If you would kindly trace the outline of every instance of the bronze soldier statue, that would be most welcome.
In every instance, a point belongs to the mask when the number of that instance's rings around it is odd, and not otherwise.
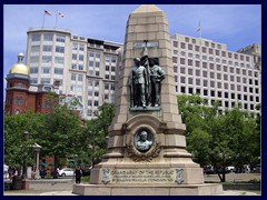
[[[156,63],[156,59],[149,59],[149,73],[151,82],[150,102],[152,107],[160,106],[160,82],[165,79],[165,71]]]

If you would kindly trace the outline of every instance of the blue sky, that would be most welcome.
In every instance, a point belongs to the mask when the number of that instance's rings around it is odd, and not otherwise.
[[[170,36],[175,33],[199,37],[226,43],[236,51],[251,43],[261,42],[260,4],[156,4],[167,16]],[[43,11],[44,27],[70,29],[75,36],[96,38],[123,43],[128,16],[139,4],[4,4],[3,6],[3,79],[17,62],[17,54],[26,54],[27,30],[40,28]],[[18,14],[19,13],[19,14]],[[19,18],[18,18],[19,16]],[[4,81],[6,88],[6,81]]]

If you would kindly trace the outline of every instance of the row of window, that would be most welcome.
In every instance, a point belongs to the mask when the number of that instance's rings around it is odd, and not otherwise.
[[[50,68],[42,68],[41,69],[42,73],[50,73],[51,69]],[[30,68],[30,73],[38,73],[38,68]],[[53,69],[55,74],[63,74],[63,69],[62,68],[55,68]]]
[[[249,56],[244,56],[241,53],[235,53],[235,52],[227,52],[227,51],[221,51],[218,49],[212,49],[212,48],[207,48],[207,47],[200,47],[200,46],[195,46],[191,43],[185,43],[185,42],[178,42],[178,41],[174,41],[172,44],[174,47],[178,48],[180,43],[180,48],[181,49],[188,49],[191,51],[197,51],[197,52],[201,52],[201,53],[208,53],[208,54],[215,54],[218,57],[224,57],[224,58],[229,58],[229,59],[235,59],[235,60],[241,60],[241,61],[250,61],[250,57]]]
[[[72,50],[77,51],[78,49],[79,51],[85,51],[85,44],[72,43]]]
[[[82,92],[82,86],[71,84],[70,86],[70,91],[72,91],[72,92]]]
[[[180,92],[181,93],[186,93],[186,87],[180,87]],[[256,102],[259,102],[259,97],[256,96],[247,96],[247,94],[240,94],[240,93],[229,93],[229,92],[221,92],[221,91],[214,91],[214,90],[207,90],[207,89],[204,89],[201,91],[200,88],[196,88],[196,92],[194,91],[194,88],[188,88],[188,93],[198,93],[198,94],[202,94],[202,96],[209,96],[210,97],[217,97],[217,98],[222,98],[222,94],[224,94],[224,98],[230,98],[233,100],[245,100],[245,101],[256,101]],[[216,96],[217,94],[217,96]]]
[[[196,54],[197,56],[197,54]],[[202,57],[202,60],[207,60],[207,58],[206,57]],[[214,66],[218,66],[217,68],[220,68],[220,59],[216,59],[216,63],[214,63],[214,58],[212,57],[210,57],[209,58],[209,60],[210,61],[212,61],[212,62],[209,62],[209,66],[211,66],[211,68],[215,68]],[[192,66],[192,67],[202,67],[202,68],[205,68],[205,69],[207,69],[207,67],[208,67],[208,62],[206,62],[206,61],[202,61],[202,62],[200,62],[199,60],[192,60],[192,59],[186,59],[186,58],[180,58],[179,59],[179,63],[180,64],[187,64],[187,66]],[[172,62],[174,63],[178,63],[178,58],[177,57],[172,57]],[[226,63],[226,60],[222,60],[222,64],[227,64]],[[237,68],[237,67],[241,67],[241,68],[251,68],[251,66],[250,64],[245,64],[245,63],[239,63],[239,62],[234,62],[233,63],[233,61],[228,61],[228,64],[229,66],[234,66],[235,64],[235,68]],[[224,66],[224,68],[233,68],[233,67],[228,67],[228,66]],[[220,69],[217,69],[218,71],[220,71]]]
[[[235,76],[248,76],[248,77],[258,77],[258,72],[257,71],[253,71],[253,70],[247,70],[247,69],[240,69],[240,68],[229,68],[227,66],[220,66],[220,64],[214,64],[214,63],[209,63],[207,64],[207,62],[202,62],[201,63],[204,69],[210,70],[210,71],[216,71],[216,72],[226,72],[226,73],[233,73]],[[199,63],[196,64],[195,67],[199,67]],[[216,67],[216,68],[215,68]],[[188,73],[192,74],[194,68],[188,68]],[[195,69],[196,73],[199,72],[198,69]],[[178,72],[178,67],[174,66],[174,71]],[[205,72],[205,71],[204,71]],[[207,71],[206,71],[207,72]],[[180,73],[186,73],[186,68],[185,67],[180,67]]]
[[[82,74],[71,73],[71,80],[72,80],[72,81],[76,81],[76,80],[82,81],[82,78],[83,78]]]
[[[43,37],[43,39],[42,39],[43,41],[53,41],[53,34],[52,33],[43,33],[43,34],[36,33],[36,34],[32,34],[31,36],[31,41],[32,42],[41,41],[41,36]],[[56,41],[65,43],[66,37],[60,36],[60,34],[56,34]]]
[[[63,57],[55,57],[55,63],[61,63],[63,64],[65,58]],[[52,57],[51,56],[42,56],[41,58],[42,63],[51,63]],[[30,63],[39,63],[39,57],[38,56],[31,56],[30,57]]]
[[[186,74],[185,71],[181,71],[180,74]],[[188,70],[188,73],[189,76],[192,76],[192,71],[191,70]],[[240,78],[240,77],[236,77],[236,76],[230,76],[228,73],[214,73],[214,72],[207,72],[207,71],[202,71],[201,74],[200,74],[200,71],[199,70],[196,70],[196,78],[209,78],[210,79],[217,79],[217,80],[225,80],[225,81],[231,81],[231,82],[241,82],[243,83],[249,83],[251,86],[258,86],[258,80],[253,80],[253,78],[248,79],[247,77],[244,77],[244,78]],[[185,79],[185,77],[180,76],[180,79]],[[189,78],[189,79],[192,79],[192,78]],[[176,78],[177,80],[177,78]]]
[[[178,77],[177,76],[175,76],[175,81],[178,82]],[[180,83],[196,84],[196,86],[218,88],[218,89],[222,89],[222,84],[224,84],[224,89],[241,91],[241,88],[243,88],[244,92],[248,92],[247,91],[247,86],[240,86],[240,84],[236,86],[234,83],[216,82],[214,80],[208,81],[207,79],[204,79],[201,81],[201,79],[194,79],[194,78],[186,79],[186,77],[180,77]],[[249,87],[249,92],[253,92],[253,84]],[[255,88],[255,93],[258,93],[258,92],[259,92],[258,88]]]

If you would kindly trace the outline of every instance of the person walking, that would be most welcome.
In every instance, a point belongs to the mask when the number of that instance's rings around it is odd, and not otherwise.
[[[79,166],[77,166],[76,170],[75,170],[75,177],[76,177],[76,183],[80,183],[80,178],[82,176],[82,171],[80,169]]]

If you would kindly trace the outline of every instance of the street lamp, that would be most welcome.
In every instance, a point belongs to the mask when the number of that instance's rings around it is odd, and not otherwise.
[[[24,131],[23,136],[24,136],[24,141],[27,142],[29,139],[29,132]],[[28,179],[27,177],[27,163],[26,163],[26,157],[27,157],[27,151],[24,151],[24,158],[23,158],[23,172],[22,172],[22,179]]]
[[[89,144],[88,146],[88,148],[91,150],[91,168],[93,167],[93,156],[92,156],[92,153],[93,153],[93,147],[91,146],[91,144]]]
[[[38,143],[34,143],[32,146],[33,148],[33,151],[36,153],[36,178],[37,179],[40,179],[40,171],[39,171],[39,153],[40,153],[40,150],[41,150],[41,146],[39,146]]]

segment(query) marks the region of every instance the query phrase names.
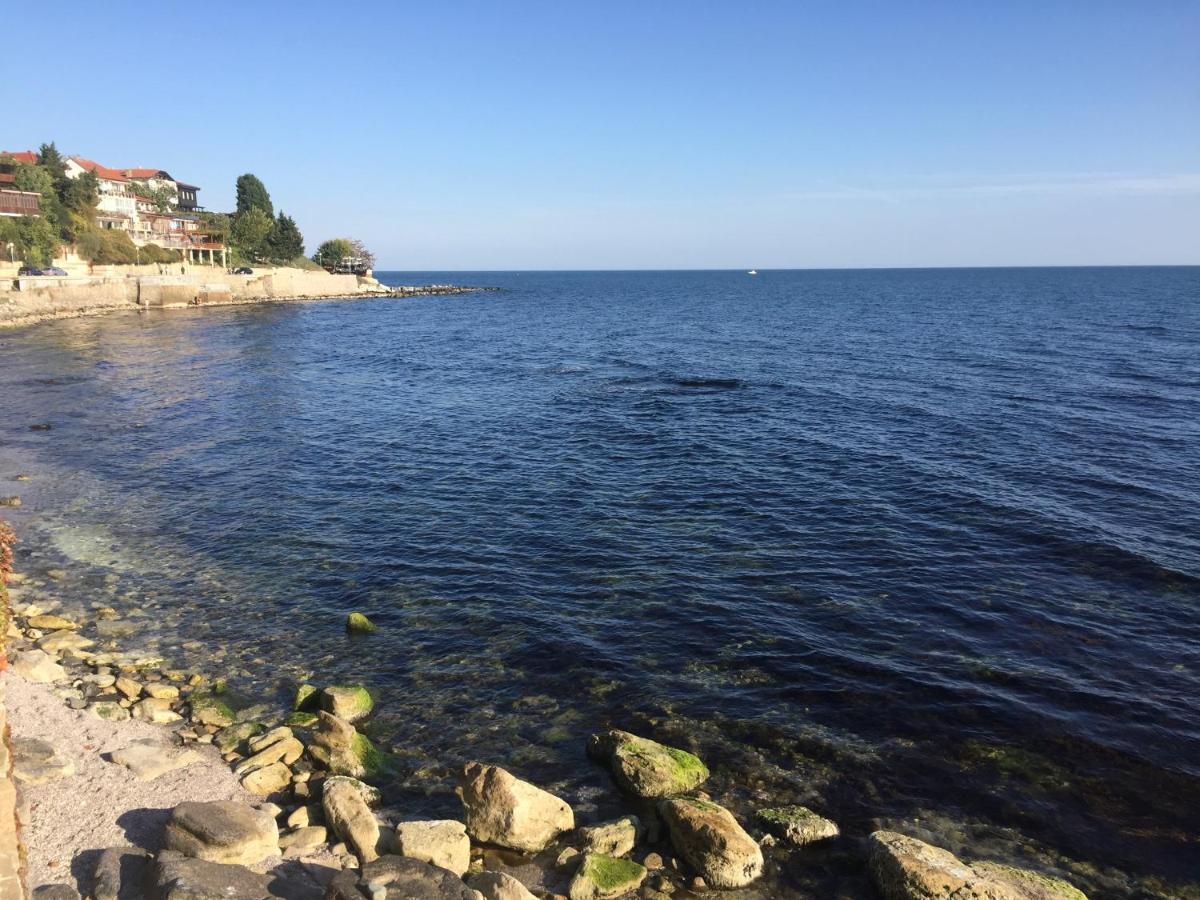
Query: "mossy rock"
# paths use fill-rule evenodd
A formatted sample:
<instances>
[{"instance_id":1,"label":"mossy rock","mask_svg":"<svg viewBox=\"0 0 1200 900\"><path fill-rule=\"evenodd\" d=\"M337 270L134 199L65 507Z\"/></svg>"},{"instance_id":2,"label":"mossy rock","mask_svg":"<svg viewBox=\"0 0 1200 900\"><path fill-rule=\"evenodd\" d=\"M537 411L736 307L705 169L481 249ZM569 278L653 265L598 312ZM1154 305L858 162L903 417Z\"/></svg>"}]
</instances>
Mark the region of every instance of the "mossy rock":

========================================================================

TASK BRIEF: Update the part that opens with the line containing "window, that would be most welcome." and closes with the line containing "[[[82,92],[82,86],[71,84],[70,86],[70,91],[72,91],[72,92]]]", replacing "welcome" with "appreciated" and leaving everything else unchanged. Return only those lines.

EXERCISE OUTPUT:
If you would kindly trace the outline of every instance of the row of window, that would be most appreciated.
In every instance, a point belongs to the mask when the number of that instance's rings around it is odd, and not otherwise.
[[[50,68],[42,68],[41,69],[42,73],[50,73],[51,69]],[[30,68],[30,73],[38,73],[38,68]],[[53,69],[55,74],[63,74],[63,69],[62,68],[55,68]]]
[[[249,56],[244,56],[241,53],[235,53],[235,52],[227,52],[227,51],[221,51],[218,49],[212,49],[212,48],[207,48],[207,47],[200,47],[200,46],[195,46],[191,43],[185,43],[185,42],[178,42],[178,41],[174,41],[172,44],[174,47],[178,48],[180,43],[180,48],[181,49],[188,49],[191,51],[197,51],[197,52],[201,52],[201,53],[208,53],[208,54],[215,54],[218,57],[224,57],[224,58],[229,58],[229,59],[235,59],[235,60],[241,60],[241,61],[250,61],[250,57]]]
[[[72,50],[77,51],[78,49],[79,51],[85,51],[85,44],[72,43]]]
[[[82,92],[82,86],[71,84],[70,86],[70,91],[72,91],[72,92]]]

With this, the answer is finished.